Travail demandé :: Reprenez le texte sur Marcel Beaulieu et le StoryTANK après sa dernière phrase et prolongez-le.
#### Texte source ####
Marcel Beaulieu
Marcel Beaulieu est un scénariste canadien, avec plus de quarante ans d’expérience. Il a écrit ou coécrit une soixantaine de scénarios, presque tous pour le grand écran. Il a remporté le prix du meilleur film suisse de l’année pour “Coeur Animal” de Séverine Cornamusaz, le prix du meilleur scénario au Festival du Film de Namur pour “Looking for Alexander” de Francis Leclerc et le prix du meilleur scénario au Fespaco en 2015 pour “Fadhma N’Soumer” de Belkacem Hadjadj. Les films auxquels il a participé ont remporté plus de 200 prix nationaux ou internationaux, dont un Golden Globe pour “Farinelli” de Gérard Corbiau. Il a également animé des ateliers de scénarisation à travers le monde, de Yaoundé à Alger, au Burkina Faso, au Mali, en Suisse, en République du Congo, à Beyrouth, Le Caire et Marrakech. Il est consultant pilier du Groupe Ouest depuis 2007.
— Dans le cadre de sa 5ème saison – l’équipe du StoryTANK a souhaité tenter une nouvelle expérience, sous la houlette de 6 chercheurs captivés et captivants. Il s’est agi de tester et filmer le surgissement d’idées de récits dans des dispositifs expérimentaux créés par LA FABRIQUE DES MONDES, dispositif unique en Europe qui se construit au Groupe Ouest depuis 2023, sous l’égide du Ministère de la Culture français. L’expérience a été proposée à 6 scénaristes ou cinéastes, venus de 6 pays d’Europe. Le StoryTANK permet ici d’explorer et éclairer la pratique.
#### Matériel fourni ####
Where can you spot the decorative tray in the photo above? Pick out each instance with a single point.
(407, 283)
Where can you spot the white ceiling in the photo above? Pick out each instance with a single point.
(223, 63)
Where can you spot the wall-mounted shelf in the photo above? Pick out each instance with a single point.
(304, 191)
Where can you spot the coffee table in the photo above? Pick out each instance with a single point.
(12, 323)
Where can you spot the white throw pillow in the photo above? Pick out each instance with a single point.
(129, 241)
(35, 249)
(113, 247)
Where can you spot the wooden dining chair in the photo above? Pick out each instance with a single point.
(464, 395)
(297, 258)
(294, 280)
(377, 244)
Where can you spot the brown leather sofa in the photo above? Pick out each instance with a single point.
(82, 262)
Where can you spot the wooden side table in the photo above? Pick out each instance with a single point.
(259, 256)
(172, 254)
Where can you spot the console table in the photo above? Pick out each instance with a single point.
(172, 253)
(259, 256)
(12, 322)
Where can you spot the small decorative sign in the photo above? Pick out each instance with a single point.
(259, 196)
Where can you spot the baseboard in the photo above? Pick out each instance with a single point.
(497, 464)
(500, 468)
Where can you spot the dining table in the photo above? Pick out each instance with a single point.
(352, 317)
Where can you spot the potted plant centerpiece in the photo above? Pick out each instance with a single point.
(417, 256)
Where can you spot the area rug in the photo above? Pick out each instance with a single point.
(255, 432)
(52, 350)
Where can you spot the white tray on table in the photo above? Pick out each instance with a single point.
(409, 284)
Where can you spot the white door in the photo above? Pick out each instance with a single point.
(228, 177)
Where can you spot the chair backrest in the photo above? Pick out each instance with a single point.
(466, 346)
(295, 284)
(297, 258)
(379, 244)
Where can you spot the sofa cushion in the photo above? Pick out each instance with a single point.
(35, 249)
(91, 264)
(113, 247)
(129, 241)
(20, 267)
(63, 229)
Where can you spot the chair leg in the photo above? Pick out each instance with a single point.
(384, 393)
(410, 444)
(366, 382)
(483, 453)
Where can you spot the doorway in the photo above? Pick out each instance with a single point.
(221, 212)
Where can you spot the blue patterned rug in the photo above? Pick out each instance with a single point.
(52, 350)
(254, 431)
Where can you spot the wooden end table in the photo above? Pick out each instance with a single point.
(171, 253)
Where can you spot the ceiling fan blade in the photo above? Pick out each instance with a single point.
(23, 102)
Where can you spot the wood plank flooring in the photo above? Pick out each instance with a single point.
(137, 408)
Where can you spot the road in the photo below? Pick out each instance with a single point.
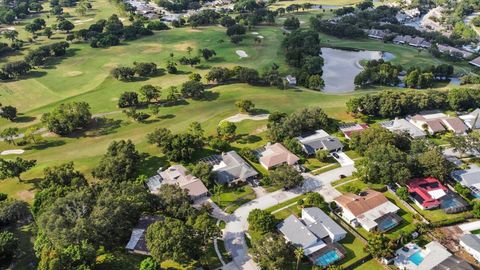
(236, 226)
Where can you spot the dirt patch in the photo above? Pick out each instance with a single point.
(183, 46)
(153, 48)
(25, 195)
(73, 73)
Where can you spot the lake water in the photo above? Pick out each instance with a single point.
(341, 66)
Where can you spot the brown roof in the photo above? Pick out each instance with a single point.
(456, 124)
(277, 154)
(360, 204)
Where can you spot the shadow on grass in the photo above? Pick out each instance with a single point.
(42, 145)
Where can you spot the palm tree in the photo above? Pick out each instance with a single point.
(299, 255)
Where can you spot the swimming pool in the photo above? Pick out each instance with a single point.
(327, 258)
(416, 258)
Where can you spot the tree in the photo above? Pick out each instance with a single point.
(203, 171)
(245, 105)
(120, 163)
(128, 99)
(380, 246)
(149, 264)
(63, 175)
(226, 130)
(272, 252)
(14, 168)
(171, 239)
(8, 246)
(299, 253)
(402, 193)
(65, 25)
(68, 117)
(9, 135)
(150, 92)
(322, 155)
(261, 221)
(286, 176)
(207, 53)
(192, 89)
(384, 164)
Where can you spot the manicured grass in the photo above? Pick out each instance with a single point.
(232, 198)
(371, 265)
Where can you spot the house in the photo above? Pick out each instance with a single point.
(378, 33)
(433, 256)
(292, 81)
(370, 209)
(472, 119)
(316, 233)
(137, 243)
(274, 155)
(349, 128)
(475, 62)
(453, 51)
(471, 244)
(402, 125)
(319, 140)
(230, 169)
(426, 192)
(178, 175)
(469, 178)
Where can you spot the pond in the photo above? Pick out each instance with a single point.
(341, 66)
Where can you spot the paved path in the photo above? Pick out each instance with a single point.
(234, 233)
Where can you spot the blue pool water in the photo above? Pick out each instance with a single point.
(327, 258)
(416, 258)
(387, 224)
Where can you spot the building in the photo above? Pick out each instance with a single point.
(178, 175)
(469, 178)
(319, 140)
(471, 244)
(426, 192)
(292, 81)
(475, 62)
(137, 243)
(274, 155)
(316, 233)
(433, 256)
(402, 125)
(349, 128)
(453, 51)
(370, 209)
(472, 119)
(378, 33)
(230, 169)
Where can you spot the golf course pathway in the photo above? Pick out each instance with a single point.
(236, 226)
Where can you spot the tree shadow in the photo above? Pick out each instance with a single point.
(42, 145)
(247, 139)
(151, 164)
(24, 119)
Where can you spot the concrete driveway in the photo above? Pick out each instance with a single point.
(236, 226)
(343, 159)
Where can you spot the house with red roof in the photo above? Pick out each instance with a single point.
(426, 192)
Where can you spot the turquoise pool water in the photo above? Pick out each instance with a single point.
(327, 258)
(416, 258)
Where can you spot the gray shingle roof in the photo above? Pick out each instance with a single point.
(323, 224)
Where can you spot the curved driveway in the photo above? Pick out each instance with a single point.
(234, 233)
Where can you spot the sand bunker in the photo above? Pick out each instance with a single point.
(241, 53)
(12, 152)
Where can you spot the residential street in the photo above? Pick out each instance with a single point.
(234, 233)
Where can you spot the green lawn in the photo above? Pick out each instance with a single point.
(234, 197)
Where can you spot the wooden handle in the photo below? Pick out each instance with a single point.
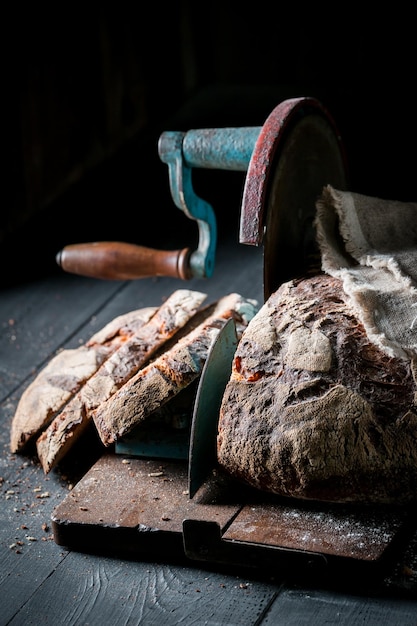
(114, 260)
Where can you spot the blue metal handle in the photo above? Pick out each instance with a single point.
(213, 148)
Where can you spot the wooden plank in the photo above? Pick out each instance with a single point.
(294, 607)
(95, 590)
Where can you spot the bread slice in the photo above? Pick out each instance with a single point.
(169, 374)
(65, 374)
(65, 429)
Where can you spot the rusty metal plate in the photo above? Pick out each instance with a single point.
(363, 534)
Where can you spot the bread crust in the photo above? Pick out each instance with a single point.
(313, 409)
(65, 374)
(66, 428)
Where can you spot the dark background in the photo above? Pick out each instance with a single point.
(88, 92)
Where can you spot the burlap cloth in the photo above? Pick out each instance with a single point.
(371, 245)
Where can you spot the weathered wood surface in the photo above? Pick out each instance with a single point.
(41, 582)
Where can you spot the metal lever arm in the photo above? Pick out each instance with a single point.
(113, 260)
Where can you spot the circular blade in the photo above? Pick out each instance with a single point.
(213, 380)
(297, 153)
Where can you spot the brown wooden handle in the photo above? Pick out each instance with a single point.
(114, 260)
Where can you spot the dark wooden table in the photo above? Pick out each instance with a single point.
(42, 582)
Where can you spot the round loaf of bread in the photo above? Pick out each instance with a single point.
(313, 409)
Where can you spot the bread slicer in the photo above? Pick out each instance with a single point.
(169, 508)
(288, 160)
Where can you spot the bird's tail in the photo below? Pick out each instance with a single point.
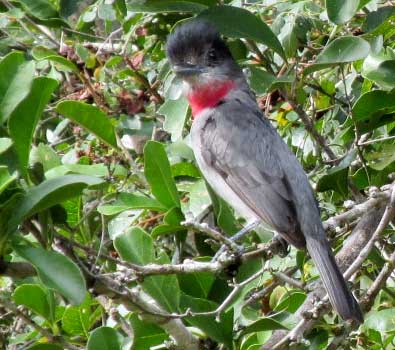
(340, 296)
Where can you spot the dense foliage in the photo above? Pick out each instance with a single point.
(108, 229)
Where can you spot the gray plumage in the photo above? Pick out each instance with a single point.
(248, 164)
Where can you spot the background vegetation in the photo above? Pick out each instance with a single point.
(107, 228)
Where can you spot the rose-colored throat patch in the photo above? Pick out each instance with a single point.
(208, 95)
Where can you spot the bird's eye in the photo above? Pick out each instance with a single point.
(212, 55)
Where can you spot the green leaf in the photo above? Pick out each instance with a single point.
(340, 11)
(185, 169)
(45, 155)
(68, 7)
(43, 53)
(247, 26)
(49, 193)
(373, 109)
(24, 118)
(380, 69)
(165, 6)
(136, 246)
(45, 346)
(381, 321)
(220, 331)
(263, 82)
(56, 271)
(5, 144)
(158, 174)
(291, 301)
(381, 159)
(104, 338)
(341, 50)
(34, 297)
(15, 83)
(5, 178)
(337, 177)
(130, 201)
(375, 19)
(99, 170)
(9, 67)
(42, 9)
(75, 319)
(172, 223)
(263, 324)
(146, 335)
(197, 284)
(91, 118)
(175, 112)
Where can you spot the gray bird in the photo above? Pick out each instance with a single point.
(244, 159)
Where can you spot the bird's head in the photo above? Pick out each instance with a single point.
(199, 56)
####
Réponse attendue ::
Décryptage, ci-dessous, par Marcel Beaulieu, au fil de son retour d’expériences.
LA CRÉATION, UNE EXPÉRIENCE UNIQUE : RÉFLEXIVE ET ABSOLUE
«La création, c’est la vie : un sentiment profond, celui de comprendre, de transmettre et de recevoir.»
Une des choses qui manque le plus dans la création, c’est la réflexion. Il faut toujours produire rapidement, instantanément, avec une nécessité de performance qui, pour moi, est contre-productive. Pour composer un récit, il faut une liberté d’explorer, de tenter des choses, de vérifier. Une liberté rare qui permet d’avoir une perspective, en générant une forme d’espoir dans ce que l’on pourrait atteindre.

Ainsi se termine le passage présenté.